**DOCUMENT SECTION:**
_ _ _ _ _ _ _

Kim et al. (2026) Insights into uncertainties in future drought analysis using hydrological simulation model

Identification

• Journal: Hydrology and earth system sciences
• Year: 2026
• Date: 2026-01-15
• Authors: Jin Hyuck Kim, Eun-Sung Chung
• DOI: 10.5194/hess-30-227-2026

Research Groups

• Department of Civil Engineering, Chungnam National University, South Korea
• Faculty of Civil Engineering, Seoul National University of Science and Technology, South Korea

Short Summary

This study quantifies uncertainties in future runoff and hydrological drought projections, revealing that while General Circulation Models (GCMs) are the dominant source, hydrological model calibration contributes 3.9 %–9.8 % to runoff uncertainty (especially in low flow periods) and 2.7 % to drought uncertainty, with performance significantly influenced by the hydrological conditions of the calibration data.

Objective

• Quantify uncertainties in future runoff projection and hydrological drought analysis stemming from future climate data (GCMs, Shared Socioeconomic Pathways - SSPs) and hydrological model calibration parameters (data length and hydrological conditions).

Study Configuration

• Spatial Scale: Four dam basins in South Korea: Andong (AD), Chungju (CJ), Habcheon (HCH), and Seomjingang (SJ). Basin areas range from 763 square kilometers to 6648 square kilometers.
• Temporal Scale:
  • Historical period for model calibration and validation: 1980–2023.
  • Future periods: Near Future (NF) and Distant Future (DF), analyzed across decades (e.g., 2040s-2090s for drought).
  • Hydrological model calibration data lengths: 1 to 20 years.

Methodology and Data

• Models used:
  • Hydrological model: Soil and Water Assessment Tool (SWAT)
  • Statistical analysis: Analysis of Variance (ANOVA)
  • Drought index: Streamflow Drought Index (SDI)
  • Parameter optimization: SUFI-2 algorithm (within R-SWAT)
  • Bias correction: Quantile mapping (linear parametric transformation)
  • Spatial interpolation: Inverse Distance Weighting (IDW)
• Data sources:
  • Future climate data: Outputs from 20 General Circulation Models (GCMs) from CMIP6 under three Shared Socioeconomic Pathway (SSP) scenarios (SSP2-4.5, SSP3-7.0, and SSP5-8.5).
  • Observed meteorological data: Korea Meteorological Administration (KMA) weather stations (for GCM bias correction).

_ _ _ _ _ _ _

**BRIEF 1:**
Gather every line of the records that contains the string "ground".
The records that come next have no connection to the drought study summary.

_ _ _ _ _ _ _

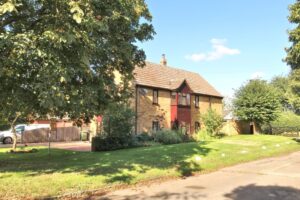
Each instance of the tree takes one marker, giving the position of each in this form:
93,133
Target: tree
293,52
287,90
256,102
58,58
293,58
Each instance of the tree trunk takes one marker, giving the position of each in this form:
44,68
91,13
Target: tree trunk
13,128
14,137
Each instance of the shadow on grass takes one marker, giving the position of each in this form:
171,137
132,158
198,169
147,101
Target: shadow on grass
161,195
116,166
253,191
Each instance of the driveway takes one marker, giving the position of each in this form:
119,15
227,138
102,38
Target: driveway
73,146
267,179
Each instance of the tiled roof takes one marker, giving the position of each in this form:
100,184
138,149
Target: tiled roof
160,76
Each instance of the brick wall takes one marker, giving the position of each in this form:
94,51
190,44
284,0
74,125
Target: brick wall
147,112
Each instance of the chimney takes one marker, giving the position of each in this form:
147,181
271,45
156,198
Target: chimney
163,60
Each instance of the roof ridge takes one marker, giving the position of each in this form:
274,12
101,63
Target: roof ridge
177,68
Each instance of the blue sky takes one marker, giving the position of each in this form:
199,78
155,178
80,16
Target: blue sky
226,41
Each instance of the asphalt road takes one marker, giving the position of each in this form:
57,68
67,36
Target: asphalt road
267,179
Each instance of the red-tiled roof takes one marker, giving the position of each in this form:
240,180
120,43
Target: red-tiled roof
160,76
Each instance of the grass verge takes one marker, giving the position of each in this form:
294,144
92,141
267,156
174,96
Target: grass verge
35,175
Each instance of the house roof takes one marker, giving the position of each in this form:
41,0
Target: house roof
161,76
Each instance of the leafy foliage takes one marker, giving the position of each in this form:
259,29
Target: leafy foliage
286,88
59,58
286,122
257,101
118,123
212,121
293,52
292,57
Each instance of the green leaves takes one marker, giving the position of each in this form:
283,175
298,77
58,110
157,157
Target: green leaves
58,57
76,11
212,121
9,6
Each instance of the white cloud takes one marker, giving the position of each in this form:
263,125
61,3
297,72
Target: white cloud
257,75
219,50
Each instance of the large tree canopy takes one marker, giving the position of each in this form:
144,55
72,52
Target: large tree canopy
257,102
59,56
293,52
286,87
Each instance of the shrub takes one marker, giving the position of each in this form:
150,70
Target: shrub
287,122
144,137
168,137
212,121
112,143
118,121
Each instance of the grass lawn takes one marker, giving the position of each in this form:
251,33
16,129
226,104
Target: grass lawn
40,175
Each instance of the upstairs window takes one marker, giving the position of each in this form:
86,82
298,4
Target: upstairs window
155,96
184,99
197,126
197,101
155,126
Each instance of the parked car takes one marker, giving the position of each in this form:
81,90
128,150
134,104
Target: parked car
6,137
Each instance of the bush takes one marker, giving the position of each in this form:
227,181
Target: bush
168,137
144,137
286,123
202,135
112,143
212,121
118,122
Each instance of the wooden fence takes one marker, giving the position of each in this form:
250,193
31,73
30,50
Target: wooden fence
62,134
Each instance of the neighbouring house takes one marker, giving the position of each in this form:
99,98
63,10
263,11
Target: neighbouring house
167,97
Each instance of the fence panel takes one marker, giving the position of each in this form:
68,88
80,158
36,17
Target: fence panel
62,134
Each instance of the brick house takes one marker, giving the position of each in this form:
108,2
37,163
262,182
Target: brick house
166,97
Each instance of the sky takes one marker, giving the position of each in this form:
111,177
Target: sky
226,41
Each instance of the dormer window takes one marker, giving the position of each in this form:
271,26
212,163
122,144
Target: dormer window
184,99
155,96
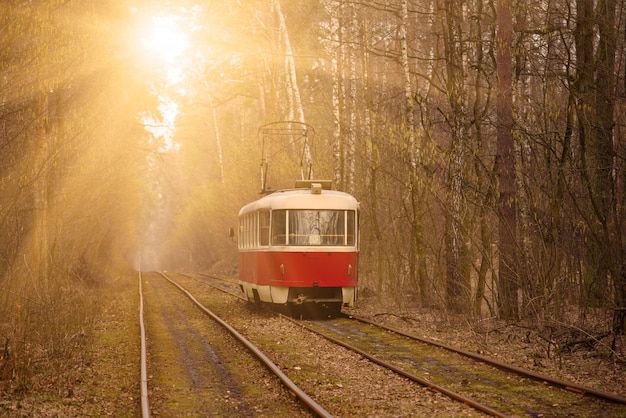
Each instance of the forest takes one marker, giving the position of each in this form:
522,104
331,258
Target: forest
484,140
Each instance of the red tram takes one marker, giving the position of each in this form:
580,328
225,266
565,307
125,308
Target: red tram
299,248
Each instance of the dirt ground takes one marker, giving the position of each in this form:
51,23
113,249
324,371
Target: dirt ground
104,380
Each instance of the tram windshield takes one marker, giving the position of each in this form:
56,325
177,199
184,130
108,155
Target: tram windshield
313,227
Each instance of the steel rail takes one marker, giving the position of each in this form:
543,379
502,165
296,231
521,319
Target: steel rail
145,407
454,395
571,386
289,384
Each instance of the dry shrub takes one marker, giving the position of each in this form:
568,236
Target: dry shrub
47,331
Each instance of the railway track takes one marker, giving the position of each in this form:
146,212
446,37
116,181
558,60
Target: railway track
195,366
490,386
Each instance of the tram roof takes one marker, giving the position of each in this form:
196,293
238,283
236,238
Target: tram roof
302,198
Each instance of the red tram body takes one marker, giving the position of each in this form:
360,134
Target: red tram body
300,246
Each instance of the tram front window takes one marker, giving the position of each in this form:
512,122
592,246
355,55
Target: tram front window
317,227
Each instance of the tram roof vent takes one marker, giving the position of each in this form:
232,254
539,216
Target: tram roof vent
316,186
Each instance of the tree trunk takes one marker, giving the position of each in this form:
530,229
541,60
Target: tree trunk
507,276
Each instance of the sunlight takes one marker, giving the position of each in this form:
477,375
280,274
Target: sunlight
165,39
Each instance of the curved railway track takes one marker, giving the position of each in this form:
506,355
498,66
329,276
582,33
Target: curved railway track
490,386
291,387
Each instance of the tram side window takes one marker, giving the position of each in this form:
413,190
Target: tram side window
350,226
264,227
279,227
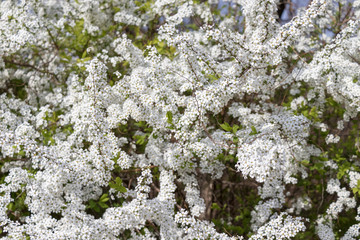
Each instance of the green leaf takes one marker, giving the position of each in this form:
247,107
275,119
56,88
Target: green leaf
117,185
253,131
169,117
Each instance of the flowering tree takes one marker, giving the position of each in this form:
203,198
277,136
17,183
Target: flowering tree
164,119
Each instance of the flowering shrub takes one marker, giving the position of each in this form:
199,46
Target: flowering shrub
163,119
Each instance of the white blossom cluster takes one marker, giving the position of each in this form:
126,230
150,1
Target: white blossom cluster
83,103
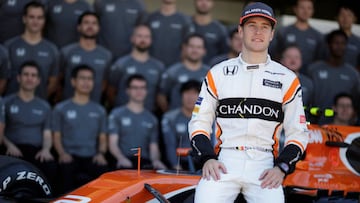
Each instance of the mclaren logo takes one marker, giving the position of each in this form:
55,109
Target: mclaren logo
230,70
250,108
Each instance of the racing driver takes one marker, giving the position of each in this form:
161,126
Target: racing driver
252,99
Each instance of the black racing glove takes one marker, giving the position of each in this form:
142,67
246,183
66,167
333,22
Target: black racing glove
202,150
288,158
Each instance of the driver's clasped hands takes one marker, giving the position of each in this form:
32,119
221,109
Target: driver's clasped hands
271,178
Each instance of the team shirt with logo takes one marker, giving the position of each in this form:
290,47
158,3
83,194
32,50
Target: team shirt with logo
174,125
44,53
216,39
80,126
4,63
62,18
118,19
174,77
99,59
11,23
352,53
25,121
329,81
134,130
168,33
126,66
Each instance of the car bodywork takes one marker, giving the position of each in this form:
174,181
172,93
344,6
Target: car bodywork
329,168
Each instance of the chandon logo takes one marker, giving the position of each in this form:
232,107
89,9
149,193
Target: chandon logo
250,108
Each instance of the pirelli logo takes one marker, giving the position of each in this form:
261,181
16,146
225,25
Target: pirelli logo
230,70
250,108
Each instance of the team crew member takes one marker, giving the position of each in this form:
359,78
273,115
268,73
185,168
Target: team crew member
63,15
32,46
344,111
291,58
79,126
252,98
190,68
346,18
309,40
333,75
4,68
168,27
216,38
139,61
117,20
27,122
10,18
132,126
88,52
174,124
2,123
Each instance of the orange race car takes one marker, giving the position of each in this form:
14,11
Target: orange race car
329,172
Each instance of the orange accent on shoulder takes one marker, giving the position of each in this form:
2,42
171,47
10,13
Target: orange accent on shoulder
211,83
197,132
217,135
276,144
290,93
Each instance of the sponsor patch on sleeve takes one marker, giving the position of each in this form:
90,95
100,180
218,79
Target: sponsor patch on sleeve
273,84
197,105
302,119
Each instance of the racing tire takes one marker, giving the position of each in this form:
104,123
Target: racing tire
22,181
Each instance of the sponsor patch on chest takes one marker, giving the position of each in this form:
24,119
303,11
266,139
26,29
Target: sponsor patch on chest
271,83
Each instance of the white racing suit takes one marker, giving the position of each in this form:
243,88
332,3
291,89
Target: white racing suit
251,104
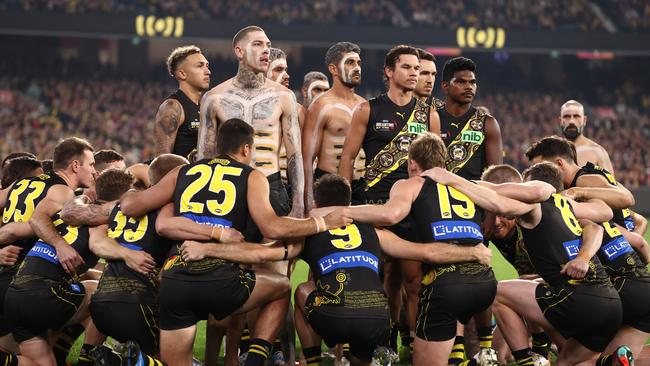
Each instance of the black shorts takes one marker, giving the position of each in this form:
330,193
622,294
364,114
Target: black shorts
363,334
32,312
442,305
590,314
635,297
185,303
280,202
4,321
128,321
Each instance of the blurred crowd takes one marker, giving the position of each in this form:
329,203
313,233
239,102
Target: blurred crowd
576,15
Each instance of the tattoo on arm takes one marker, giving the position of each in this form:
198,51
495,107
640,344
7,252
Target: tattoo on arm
207,141
167,121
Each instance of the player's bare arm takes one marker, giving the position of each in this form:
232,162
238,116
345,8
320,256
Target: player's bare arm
282,227
41,222
170,115
291,140
398,206
436,253
138,203
493,142
181,228
353,140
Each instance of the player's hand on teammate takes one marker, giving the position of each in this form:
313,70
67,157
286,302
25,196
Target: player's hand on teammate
338,218
230,235
140,261
192,251
69,258
9,255
482,254
576,268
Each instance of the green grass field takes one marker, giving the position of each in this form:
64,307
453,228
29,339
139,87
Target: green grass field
502,269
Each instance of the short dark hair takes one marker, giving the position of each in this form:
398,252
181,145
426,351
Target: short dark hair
232,135
394,53
112,183
104,157
332,190
552,147
67,150
162,165
17,155
179,55
428,150
455,65
242,33
426,55
17,169
335,53
501,173
546,172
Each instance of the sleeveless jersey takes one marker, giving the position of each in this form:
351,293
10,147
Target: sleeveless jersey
119,282
211,192
22,199
188,132
345,264
443,214
555,241
391,129
464,137
618,256
41,264
621,216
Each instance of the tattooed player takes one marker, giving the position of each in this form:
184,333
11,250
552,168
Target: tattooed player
177,120
267,106
328,118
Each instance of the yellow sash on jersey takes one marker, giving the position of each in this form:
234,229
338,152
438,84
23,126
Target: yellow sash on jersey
463,147
395,153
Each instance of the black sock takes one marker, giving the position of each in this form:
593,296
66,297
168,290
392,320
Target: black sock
7,359
485,337
258,351
457,354
523,357
245,340
541,344
312,356
64,343
85,356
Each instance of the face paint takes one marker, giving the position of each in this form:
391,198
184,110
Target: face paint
347,78
323,84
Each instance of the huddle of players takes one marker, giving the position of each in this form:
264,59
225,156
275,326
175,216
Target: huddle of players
175,223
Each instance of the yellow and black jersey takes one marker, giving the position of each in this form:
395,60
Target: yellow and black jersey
345,264
121,283
555,241
41,262
22,199
443,214
210,192
618,256
622,217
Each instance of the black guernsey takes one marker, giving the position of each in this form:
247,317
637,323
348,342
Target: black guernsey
345,264
618,256
391,129
210,192
119,283
22,199
41,266
621,216
555,241
188,132
462,135
443,214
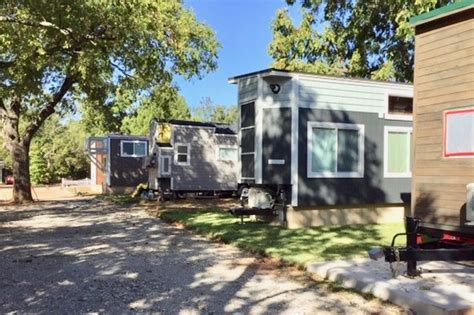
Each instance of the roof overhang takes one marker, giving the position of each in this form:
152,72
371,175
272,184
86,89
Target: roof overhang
266,73
442,12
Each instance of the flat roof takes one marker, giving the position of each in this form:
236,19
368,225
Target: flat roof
449,9
221,128
282,72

_ _ _ _ _ _ _

**BRIEF 2:**
Extend the drought study summary from the point where it stops.

**ANSWER 1:**
Each instance of the dirt ground takes one marker, giving the position of each in this form:
Target: dirt ground

**ANSWER 2:**
  • Observed hydrological data: Daily dam inflow records (1980–2023) for model calibration and validation.
  • Topographic data for the dam basins.

Main Results

• Hydrological model parameters calibrated using dry period data showed an average of 11.4 % higher performance when validated under dry conditions and 6.1 % higher performance under normal conditions, compared to parameters calibrated with wet period data. Conversely, wet period calibrated parameters showed 5.1 % higher performance in wet conditions.
• The optimal calibration data length for best performance varied by basin, and longer calibration periods did not consistently guarantee improved model performance.
• General Circulation Models (GCMs) were identified as the dominant source of total uncertainty in future runoff projections, consistently contributing over 60 % on average.
• The uncertainty contribution from hydrological model calibration (due to data length and hydrological conditions) in estimating future runoff ranged from 3.9 % to 9.8 %, being particularly significant during low runoff periods (e.g., spring and winter).
• The uncertainty contribution from hydrological model calibration in future hydrological drought analysis averaged 2.7 %, which is lower than that observed for future runoff projections and exhibited different basin-specific patterns.
• Interactions between GCMs and SSPs, and between GCMs and hydrological model calibration factors (hydrological conditions and period length), were found to be statistically significant, indicating a complex interplay of uncertainty sources.

Contributions

• Quantifies the cascade of uncertainties in future runoff and hydrological drought analysis, specifically focusing on the impact of hydrological model calibration (data length and hydrological conditions) in addition to GCMs and SSPs.
• Demonstrates that hydrological conditions during calibration have a greater impact on uncertainty than calibration data length.
• Highlights the necessity for separate analyses of uncertainties in future runoff projection and hydrological drought analysis due to differing characteristics and contributions.
• Provides insights into basin-specific sensitivities to calibration choices, particularly for basins with lower precipitation.

Funding

• National Research Foundation of Korea (grant no. 2021R1A2C200569915)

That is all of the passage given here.